◆ **Texto de lectura**:
::::::::

Creo, entonces, que el desplazamiento ha sido una constante en nuestra patria. El exilio espiritual o material ha sido una búsqueda inclemente de oportunidades de vida o de ascenso social, o de negación cultural. Ya sea escapando de la explotación, de la bestialización o de la guerra. En el mismo país o hacia otros países. Por las ideas, han sido incontables los exiliados. Por la injusticia, son incontables ya los muertos. Ello nos ha convertido en perpetuos amenazados y exiliados de la tierra, y, lo que es peor, del espíritu.
El canto de morboso despecho de las cantinas, la maledicencia familiar y de los amores rotos, el tomar el primer camino imaginario que te ofrezcan, nos evidencian como exiliados.
Porque la guerra no es simbólica, lo que ocurre es que crea símbolos, porque reproduce poderes históricamente negados y condena a un pueblo bueno a la barbarie.
Un poeta turco cantaba en versos que el exilio era peor que la muerte. Una mujer chocoana decía en un testimonio televisado que la vida tenía razón de ser donde había un pedazo de tierra y unas matas para el pan diario. Y si ya no es posible velar a sus parientes y amigos muertos, el desarraigo es la muerte.

::::::::

◆ **Ítems proporcionados**:
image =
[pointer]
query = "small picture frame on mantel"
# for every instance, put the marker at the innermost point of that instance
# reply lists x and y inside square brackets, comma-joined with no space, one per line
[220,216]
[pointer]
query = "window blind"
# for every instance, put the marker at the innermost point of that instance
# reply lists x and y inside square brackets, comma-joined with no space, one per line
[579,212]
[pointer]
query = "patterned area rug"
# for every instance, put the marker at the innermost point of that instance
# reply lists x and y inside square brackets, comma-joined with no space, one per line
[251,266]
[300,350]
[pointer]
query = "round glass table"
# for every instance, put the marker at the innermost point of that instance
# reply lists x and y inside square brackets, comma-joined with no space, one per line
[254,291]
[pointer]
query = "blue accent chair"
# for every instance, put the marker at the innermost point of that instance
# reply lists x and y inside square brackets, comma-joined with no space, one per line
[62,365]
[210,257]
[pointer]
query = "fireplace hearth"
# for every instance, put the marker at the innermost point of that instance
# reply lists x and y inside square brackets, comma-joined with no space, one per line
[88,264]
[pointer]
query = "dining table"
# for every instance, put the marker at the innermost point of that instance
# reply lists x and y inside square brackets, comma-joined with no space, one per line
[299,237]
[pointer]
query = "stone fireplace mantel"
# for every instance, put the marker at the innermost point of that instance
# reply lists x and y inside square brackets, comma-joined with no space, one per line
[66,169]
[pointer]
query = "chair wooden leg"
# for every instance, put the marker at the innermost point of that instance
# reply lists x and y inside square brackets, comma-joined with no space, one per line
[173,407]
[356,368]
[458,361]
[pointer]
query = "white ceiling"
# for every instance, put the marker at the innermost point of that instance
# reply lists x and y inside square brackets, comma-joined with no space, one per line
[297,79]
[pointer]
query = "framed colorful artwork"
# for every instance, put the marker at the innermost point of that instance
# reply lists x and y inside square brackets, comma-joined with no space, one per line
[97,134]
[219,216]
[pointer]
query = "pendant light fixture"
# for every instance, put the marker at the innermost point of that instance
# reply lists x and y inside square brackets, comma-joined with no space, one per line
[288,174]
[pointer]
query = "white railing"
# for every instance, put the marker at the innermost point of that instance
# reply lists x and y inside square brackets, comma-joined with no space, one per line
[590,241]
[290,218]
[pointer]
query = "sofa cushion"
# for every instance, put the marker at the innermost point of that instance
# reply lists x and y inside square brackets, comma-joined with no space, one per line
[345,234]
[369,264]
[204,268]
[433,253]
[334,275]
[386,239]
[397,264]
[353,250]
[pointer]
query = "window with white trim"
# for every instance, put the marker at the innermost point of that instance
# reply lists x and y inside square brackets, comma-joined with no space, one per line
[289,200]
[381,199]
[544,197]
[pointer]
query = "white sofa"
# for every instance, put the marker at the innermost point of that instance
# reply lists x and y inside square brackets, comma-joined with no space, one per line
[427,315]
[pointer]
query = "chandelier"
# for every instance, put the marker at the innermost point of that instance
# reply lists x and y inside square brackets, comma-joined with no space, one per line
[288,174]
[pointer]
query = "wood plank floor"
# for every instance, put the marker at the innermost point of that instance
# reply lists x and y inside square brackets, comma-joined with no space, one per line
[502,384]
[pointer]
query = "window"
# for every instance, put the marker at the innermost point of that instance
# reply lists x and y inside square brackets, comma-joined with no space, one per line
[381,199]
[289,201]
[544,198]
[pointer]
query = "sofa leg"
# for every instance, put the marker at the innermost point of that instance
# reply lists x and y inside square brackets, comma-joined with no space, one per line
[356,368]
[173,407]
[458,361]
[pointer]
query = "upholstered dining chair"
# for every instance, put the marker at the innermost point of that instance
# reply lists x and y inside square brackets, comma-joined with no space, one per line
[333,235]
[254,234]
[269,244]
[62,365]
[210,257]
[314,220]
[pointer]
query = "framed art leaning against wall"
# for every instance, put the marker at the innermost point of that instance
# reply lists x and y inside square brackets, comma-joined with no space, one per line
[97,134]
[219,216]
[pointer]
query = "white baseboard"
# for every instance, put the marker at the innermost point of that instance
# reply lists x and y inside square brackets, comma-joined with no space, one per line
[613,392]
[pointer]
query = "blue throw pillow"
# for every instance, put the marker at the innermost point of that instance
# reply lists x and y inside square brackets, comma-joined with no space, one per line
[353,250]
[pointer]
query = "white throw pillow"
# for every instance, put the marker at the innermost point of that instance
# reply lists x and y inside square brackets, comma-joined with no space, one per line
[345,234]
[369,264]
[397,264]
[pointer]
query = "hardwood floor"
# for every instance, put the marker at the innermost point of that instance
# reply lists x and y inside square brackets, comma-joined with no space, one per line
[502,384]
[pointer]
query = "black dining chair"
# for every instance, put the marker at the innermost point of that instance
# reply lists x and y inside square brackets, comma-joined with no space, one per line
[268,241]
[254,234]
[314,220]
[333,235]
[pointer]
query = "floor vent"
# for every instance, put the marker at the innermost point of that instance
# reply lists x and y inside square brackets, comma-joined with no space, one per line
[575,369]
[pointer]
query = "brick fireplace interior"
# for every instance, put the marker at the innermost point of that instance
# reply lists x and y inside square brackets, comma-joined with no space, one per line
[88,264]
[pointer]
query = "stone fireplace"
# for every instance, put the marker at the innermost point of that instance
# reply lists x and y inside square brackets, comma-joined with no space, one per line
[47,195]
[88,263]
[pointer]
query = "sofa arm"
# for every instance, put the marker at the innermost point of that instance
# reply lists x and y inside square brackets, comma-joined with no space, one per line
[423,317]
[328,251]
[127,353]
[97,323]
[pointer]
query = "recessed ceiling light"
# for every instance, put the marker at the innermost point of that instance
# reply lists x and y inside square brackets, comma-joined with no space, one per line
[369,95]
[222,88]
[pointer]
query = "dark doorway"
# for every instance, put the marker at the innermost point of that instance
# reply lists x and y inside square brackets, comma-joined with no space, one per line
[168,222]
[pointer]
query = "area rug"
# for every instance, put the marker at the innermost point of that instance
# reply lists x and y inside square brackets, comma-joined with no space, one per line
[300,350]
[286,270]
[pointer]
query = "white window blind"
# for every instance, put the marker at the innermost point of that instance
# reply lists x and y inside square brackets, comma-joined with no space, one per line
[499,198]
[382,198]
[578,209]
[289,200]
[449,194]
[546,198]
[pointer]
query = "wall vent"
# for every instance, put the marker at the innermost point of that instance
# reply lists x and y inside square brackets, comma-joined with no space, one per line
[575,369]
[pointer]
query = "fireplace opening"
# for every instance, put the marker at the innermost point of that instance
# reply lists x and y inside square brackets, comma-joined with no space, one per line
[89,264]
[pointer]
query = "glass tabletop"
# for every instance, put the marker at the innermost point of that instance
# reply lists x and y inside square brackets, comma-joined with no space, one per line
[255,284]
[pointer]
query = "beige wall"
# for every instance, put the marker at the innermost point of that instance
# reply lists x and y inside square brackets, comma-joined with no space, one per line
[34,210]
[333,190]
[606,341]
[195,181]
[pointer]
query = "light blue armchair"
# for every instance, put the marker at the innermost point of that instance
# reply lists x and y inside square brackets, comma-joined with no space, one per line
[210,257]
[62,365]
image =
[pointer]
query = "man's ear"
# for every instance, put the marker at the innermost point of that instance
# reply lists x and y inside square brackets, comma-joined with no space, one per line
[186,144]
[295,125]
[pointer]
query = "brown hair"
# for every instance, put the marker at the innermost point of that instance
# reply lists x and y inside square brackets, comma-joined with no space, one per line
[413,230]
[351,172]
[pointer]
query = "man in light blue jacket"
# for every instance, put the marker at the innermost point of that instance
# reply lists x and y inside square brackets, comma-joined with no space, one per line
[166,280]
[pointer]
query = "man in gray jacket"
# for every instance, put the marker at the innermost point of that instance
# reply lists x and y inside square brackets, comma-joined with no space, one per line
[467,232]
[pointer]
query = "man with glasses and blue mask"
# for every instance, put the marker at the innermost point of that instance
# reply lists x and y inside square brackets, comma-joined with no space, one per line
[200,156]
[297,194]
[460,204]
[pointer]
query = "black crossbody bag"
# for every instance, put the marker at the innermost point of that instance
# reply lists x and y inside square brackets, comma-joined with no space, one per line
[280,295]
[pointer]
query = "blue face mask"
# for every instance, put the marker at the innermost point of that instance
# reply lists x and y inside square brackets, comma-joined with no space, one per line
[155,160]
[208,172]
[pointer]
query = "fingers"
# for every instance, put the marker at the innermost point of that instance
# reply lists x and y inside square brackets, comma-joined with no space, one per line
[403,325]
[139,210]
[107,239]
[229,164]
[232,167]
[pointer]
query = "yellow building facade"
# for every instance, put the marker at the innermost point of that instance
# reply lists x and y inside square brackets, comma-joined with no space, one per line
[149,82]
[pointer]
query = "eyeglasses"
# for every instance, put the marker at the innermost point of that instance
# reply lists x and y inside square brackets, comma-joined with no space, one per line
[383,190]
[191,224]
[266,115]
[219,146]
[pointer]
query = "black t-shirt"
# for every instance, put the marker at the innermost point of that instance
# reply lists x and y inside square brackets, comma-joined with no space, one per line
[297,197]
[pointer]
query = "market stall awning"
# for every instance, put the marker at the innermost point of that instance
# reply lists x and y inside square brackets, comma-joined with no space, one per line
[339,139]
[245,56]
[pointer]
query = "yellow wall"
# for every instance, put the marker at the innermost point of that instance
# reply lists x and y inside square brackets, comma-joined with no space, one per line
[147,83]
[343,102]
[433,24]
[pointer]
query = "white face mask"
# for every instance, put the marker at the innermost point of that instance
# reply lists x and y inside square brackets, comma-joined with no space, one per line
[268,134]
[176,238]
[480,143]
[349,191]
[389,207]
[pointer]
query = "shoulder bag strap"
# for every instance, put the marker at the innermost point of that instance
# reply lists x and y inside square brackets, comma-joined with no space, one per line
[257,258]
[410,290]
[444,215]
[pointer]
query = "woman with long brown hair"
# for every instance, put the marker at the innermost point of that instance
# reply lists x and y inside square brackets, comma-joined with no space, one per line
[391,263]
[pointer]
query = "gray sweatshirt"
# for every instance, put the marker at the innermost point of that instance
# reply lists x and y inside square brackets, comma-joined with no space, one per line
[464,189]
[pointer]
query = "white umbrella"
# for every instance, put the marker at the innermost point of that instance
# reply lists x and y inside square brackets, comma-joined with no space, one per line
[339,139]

::::::::

◆ **Consigna 1**: En el texto sobre el exilio, ¿qué decía en sus versos un poeta turco?
◆ **Consigna 2**: Retoma el texto sobre el exilio y el desplazamiento y continúalo a partir de su última oración.

◆ **Respuesta 1**: Que el exilio era peor que la muerte.

◆ **Respuesta 2**:
Ese desarraigo fue largamente preparado. La ideología retrógrada y la economía moderna de nuestros países con desarrollo prestado e impostado, fueron moldeando perversamente los exilios. Hizo ver a las etnias y culturas primero como salvajes a las que habría que superar con la cultura de la pseudocivilización; luego la vio como exóticas, dignas de venderse; y ahora representan un obstáculo para la globalización y es necesario quitar de en medio todo lo que signifique resistencia contra los mercados.
No se legalizan las drogas porque el mercado internacional desaparecería. No se detiene políticamente la guerra, en su versión más despiadada, porque las transnacionales lo impiden; no se puede dejar quietos a los pueblos en sus asentamientos porque esas tierras deben pasar a manos del nuevo latifundio.
En esta continua expulsión, el mundo espiritual se derrumba, sus bases materiales se diluyen. Pero lo que no entiende la prepotencia de una clase monopólica y sus émulos es que ella se juega también la disolución, así sea a largo plazo. Sus ganadas aumentan a grandes salatos, pero sus bases son cada vez menos legítimas, así elija todos los presidentes que quiera, así conforme estructuras de poder y castigo aparentemente necesarias contra el desgobierno que ella misma ha creado.
Religiosidad fundamentalista para unos, arte para otros, suicidio para pocos, la salida del exilio es caótica. Se trata entonces de que el alma de nuestros pueblos pueda por fin salir libremente a contar su vida y a pensar lo que quiere. Se trata de reunir los pedazos sueltos, los fragmentos de un país y con ellos reconstruir la vida, con las fuertes herramientas de la convicción, con la negociación política con todos los actores sociales que sufren la guerra, con los grupos étnicos indígenas, negros y mestizos, campesinos y urbanos, pero también con las frágiles pero invencibles armas de la poesía.
Medellín, junio de 2003.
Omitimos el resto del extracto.